**Task directions:**
Extract all lines from the data beneath that include the word "water".

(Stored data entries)
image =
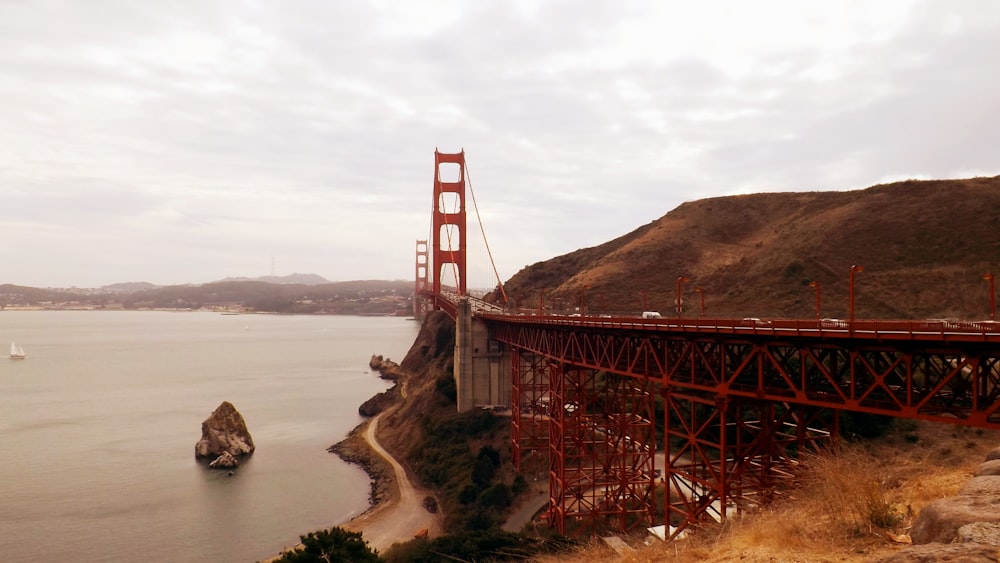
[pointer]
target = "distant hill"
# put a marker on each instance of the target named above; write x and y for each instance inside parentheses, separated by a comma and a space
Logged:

...

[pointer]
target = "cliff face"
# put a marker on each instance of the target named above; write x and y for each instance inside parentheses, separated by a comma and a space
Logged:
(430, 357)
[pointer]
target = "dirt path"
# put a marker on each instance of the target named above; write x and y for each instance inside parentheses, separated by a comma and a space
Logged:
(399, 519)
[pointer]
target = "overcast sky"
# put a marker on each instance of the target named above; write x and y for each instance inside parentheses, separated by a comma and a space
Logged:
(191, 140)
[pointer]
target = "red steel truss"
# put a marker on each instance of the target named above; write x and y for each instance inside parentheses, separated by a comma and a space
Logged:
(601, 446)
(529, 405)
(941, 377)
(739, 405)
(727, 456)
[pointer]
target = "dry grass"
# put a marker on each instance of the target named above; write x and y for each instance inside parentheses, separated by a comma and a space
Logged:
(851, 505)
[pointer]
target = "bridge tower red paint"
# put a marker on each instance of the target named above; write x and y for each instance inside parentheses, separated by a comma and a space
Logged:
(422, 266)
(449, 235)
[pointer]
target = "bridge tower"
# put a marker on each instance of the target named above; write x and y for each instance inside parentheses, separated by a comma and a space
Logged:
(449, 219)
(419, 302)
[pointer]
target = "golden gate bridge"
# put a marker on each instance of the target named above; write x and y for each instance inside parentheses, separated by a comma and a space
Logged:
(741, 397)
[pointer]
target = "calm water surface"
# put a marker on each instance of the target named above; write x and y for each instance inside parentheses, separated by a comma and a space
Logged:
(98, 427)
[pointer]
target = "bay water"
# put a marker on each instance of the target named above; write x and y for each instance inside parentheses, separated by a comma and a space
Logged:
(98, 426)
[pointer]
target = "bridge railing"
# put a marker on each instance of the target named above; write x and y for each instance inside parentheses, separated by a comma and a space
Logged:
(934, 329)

==

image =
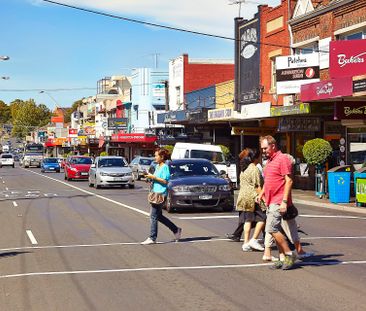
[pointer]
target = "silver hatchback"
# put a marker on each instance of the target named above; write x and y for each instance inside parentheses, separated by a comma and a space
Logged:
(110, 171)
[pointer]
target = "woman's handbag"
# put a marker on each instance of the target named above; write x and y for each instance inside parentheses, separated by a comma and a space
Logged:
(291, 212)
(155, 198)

**Solution for this task:**
target = "calm water surface"
target = "bay water"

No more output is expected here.